- **Problem**
Please copy every line of the data in which the string "front" appears.

- **Data to examine**

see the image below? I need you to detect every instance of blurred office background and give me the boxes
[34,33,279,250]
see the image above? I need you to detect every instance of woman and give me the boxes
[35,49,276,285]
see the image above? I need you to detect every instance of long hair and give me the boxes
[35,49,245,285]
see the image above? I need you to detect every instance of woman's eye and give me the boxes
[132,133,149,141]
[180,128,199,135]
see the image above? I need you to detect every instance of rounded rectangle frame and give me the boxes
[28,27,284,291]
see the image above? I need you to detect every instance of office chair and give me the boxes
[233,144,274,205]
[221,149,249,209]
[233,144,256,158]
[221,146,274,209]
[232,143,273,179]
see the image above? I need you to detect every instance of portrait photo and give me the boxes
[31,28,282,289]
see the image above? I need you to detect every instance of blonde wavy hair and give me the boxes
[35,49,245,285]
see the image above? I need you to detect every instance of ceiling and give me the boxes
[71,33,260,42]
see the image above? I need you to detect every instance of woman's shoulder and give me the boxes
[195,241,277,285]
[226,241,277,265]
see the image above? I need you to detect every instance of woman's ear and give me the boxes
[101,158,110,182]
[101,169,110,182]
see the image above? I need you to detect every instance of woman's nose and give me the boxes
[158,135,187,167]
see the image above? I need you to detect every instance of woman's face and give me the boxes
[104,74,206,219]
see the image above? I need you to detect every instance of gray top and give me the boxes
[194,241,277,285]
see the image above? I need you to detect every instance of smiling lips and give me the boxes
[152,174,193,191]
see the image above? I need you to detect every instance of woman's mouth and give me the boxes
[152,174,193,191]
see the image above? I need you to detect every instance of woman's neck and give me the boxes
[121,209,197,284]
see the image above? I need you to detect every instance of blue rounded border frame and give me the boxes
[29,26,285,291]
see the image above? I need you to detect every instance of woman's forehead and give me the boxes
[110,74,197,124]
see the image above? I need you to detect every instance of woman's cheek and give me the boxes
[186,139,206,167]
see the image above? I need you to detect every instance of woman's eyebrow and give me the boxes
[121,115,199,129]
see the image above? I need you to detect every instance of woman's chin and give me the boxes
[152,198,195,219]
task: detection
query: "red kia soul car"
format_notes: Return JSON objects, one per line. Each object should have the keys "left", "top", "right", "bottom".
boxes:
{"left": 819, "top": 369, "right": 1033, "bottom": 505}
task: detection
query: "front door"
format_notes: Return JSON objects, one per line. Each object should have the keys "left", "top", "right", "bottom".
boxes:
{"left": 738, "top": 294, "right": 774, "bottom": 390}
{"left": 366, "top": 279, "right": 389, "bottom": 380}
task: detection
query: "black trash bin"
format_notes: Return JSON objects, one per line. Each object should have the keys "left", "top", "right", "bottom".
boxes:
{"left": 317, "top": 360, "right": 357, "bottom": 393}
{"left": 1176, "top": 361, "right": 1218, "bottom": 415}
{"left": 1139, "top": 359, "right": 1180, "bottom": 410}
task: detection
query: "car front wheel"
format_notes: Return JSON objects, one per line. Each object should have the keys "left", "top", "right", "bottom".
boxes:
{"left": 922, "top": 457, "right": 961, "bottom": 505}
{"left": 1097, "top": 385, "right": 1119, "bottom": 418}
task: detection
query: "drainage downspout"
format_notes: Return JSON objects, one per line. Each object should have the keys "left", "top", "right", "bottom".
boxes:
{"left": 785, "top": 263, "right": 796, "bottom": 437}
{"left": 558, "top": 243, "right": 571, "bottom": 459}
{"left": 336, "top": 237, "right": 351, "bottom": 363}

- **Answer to this exercise**
query: "front door"
query: "car front wheel"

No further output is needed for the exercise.